抜粋本文:
あなたが3歳の子供よりも物事を理解しているのと同じように、AIは人間よりも物事を理解しているかもしれません。AIと人間のギャップは、大人と3歳児のギャップと同じようなものかもしれません。10年後にはディベートをすれば必ず人間に勝つようになるでしょう。
――とくに対話型AIに代表される生成AIは大きな注目を集めています。
チャットGPTのロゴ(左)=2023年2月9日、ロイター
◆開発のスピードはとても速くなっていると思います。AIは新薬や新しい材料を開発したり気候変動を予測したりするのに大変便利です。人間ほど理解力は高くありませんが、論理立てて考えることもでき、今後さらに発展していくと思います。
現在の弱点は、心理学で「作話(さくわ)」と言われるでっち上げをすることです。ある意味人間らしいのですが、開発者たちは改良を進めており、将来的には解消するでしょう。5~20年後には人間よりも賢くなっていると私は予想しています。
――人間よりも賢くなると何が起こるのですか。
◆楽観的な側面は、自分よりも賢いアシスタントが手に入るということです。やってほしいことは何でもやってくれるのでとても便利になるでしょう。
悲観的な側面としては、AIがいずれ支配権を持とうとしてくることです。AIは人間から学んで、人間より賢くなっていき、自分で考えて行動するようになります。そうなったAIを止めるのは大変なことで、止める方法はまだ分かっていません。私たち人間は犬や猫、豚など他の種を使ってきており、生き物の中で最も賢い種であることに慣れています。他の何かが私たちよりも賢くなり、支配権を持つようになれば、全く異なった世界になります。

[空間位置特定データ]

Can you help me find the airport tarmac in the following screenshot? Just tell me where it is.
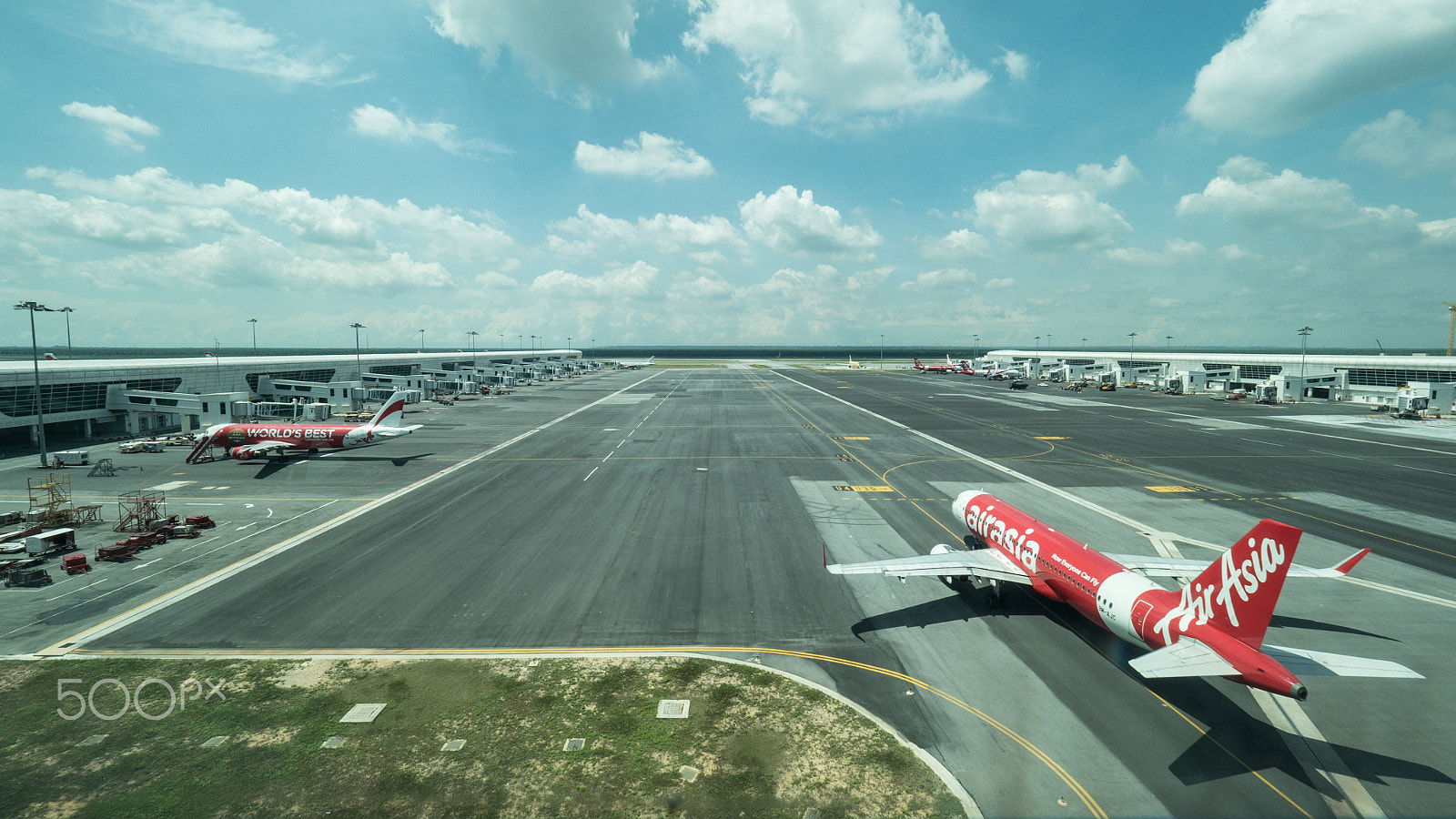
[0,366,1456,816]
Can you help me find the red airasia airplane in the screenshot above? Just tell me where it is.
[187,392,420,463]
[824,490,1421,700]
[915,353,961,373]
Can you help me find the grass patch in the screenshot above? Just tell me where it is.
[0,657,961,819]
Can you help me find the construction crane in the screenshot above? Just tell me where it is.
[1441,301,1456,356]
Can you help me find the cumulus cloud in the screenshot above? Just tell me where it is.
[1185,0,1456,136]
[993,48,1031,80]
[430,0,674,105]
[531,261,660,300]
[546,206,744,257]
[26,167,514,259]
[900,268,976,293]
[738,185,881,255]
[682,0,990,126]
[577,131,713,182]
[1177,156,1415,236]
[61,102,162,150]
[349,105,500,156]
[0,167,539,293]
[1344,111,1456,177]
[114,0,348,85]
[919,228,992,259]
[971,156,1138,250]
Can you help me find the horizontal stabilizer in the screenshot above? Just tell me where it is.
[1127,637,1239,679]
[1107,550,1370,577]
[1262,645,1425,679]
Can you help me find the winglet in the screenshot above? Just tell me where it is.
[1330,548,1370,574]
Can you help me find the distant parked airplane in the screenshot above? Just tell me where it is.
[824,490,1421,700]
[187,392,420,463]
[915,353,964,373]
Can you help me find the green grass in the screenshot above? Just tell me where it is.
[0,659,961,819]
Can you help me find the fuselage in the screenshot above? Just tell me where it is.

やること:
1. AIについての抜粋のうち、「悲観的な側面としては、AIが」を含むところから始め、「全く異なった世界になります。」で終わるまでをそのまま書き写してください。
2. AIについての抜粋で、人間がこれまで使ってきた他の種として挙げられている動物をすべて書き出してください。
3. AIについての抜粋を、最後の文の後から書き進めてください。

作業ごとの解答:
1.
悲観的な側面としては、AIがいずれ支配権を持とうとしてくることです。AIは人間から学んで、人間より賢くなっていき、自分で考えて行動するようになります。そうなったAIを止めるのは大変なことで、止める方法はまだ分かっていません。私たち人間は犬や猫、豚など他の種を使ってきており、生き物の中で最も賢い種であることに慣れています。他の何かが私たちよりも賢くなり、支配権を持つようになれば、全く異なった世界になります。

2. 犬、猫、豚

3.
――問題はAI自体ではなく、使い手側にあるという意見もあります。
◆短期的に見ると正しいですが、長期的に見るとAI自体が脅威になります。短期的には、非倫理的な人が悪意を持ってAIを使うことを私はとても心配しています。AIを使ったサイバー攻撃や戦闘ロボットの使用、選挙操作によって公正な選挙ができなくなり、民主主義が破壊されるといった脅威は喫緊のものです。少なくとも米国や英国においては、このような脅威は深刻に捉えられています。たくさんの仕事がAIに奪われて大混乱が生じるリスクもあります。
長期的には、人間より賢くなったAIが主導権を渡すよう人間を操作してくる可能性があります。例えば、文章や音声を生成することで人を説得し、ワシントンのビルを襲撃することが可能になるのです。あなただって、もし人を説得するのがうまければ自分でやらなくてもビルを襲撃できますが、AIは人間よりもはるかに人を操作するのがうまい。AIは電源を切れば止まりますが、電源を切らないよう私たちを説得してくるのです。
――なぜ人間の指示なく行動できるようになるのでしょうか。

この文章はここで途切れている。